- ÉNONCÉ DU PROBLÈME -
Donnez sous forme de liste JSON de chaînes les lignes des données ci-dessous, en partant de la ligne qui contient « Please identify the white dress » et en allant jusqu'à la ligne qui contient « (1189, 304) », ces deux lignes comprises. Mettez une chaîne par ligne et laissez de côté les lignes vides.

- DONNÉES DE TRAVAIL -
---*---

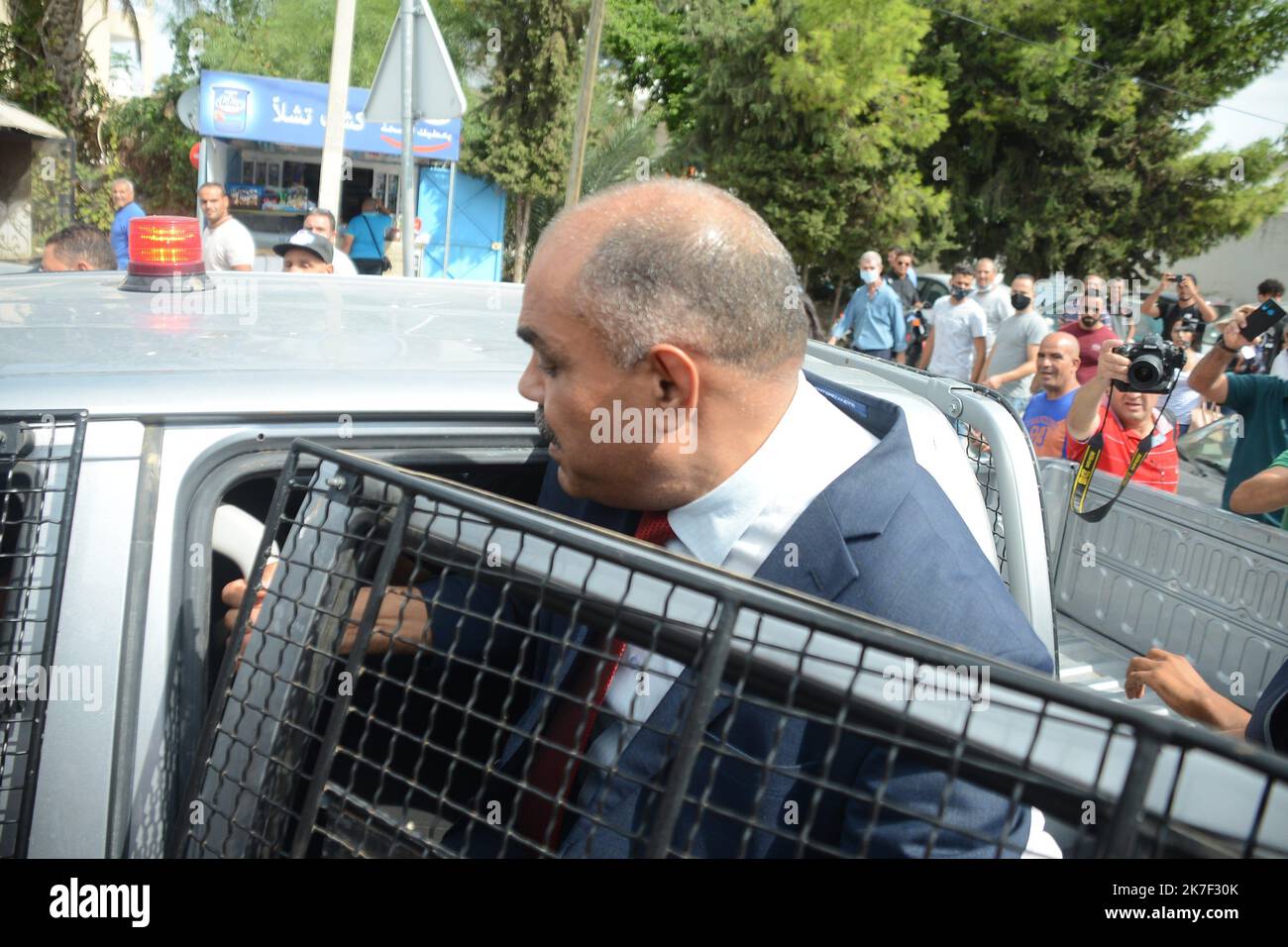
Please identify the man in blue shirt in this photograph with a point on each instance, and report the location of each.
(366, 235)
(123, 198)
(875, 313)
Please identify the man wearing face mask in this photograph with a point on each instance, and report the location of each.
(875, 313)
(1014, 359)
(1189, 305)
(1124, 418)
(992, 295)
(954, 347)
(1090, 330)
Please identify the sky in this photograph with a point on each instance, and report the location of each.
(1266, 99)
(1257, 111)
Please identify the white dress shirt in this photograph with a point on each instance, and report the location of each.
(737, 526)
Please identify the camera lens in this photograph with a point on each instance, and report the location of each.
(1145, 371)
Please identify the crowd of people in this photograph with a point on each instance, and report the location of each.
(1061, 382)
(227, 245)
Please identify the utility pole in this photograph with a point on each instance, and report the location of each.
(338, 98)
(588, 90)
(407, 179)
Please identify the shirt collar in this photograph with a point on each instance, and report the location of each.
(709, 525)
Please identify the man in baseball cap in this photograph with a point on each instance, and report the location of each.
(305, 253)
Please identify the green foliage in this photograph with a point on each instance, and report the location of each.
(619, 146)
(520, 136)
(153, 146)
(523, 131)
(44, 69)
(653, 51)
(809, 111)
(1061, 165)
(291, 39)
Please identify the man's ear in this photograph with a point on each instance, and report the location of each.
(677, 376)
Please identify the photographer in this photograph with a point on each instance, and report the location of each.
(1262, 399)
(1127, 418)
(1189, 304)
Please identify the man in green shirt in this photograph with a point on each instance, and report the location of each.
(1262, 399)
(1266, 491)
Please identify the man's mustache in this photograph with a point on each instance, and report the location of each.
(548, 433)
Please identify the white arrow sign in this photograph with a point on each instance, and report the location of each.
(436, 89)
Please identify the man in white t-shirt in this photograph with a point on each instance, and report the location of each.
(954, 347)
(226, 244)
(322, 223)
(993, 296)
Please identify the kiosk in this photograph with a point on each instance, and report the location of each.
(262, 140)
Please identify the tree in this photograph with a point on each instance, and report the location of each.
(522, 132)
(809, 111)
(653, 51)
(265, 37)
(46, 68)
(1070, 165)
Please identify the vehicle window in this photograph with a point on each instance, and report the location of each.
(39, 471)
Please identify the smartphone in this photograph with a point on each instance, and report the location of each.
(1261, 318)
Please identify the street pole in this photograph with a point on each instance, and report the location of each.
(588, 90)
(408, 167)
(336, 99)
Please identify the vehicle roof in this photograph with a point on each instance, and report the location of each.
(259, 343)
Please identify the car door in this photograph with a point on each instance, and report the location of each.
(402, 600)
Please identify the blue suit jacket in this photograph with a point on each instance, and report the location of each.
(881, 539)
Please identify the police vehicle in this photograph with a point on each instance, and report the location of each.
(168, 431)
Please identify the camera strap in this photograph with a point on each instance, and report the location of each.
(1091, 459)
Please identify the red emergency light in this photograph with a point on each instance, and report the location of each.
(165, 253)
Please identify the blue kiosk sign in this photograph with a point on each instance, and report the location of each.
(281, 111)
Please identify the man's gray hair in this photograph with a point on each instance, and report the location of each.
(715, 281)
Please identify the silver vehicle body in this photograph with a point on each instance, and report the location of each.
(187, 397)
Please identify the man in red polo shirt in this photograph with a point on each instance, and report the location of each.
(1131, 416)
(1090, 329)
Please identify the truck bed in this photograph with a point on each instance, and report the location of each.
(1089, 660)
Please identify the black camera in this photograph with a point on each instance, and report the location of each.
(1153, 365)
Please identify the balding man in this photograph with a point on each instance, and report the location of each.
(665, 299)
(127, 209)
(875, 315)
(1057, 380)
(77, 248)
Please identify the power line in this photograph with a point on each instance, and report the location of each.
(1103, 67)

---*---

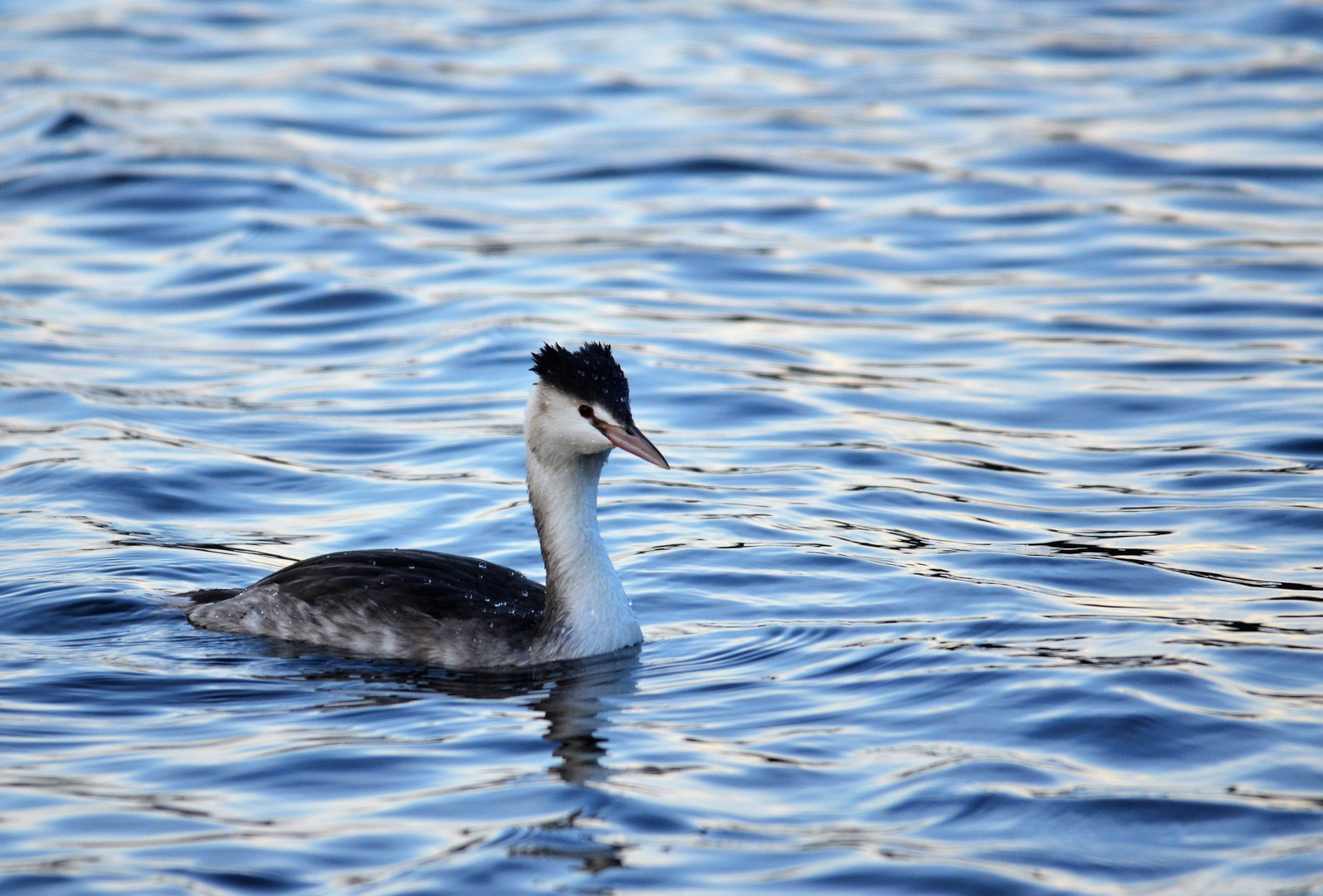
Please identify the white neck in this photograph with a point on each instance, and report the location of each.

---*---

- PROBLÈME RÉSOLU -
[
  "Please identify the white dress shirt in this photograph with a point on each instance, and report the location of each.",
  "(737, 526)",
  "Please identify the camera lens in this photograph with a point on each instance, and report the location of each.",
  "(1145, 371)",
  "Please identify the crowd of people in this photograph with a point on each instance, and report the location of each.",
  "(1061, 382)",
  "(227, 245)",
  "Please identify the utility pole in this photograph with a point on each instance, and report the location of each.",
  "(338, 98)",
  "(588, 90)",
  "(407, 179)",
  "Please identify the shirt collar in this photograph with a point on each instance, and report the location of each.",
  "(709, 525)",
  "Please identify the man in baseball cap in this photograph with a point on each instance, and report the location of each.",
  "(305, 253)",
  "Please identify the green foliage in this photograph with a point on each instance, and report the location of each.",
  "(619, 146)",
  "(520, 136)",
  "(153, 146)",
  "(523, 131)",
  "(44, 69)",
  "(653, 51)",
  "(809, 111)",
  "(1061, 165)",
  "(291, 39)",
  "Please identify the man's ear in this photograph with a point on each instance, and report the location of each.",
  "(677, 376)",
  "Please identify the photographer in this photograph with a point on each instance, and report the location of each.",
  "(1262, 399)",
  "(1127, 418)",
  "(1189, 304)"
]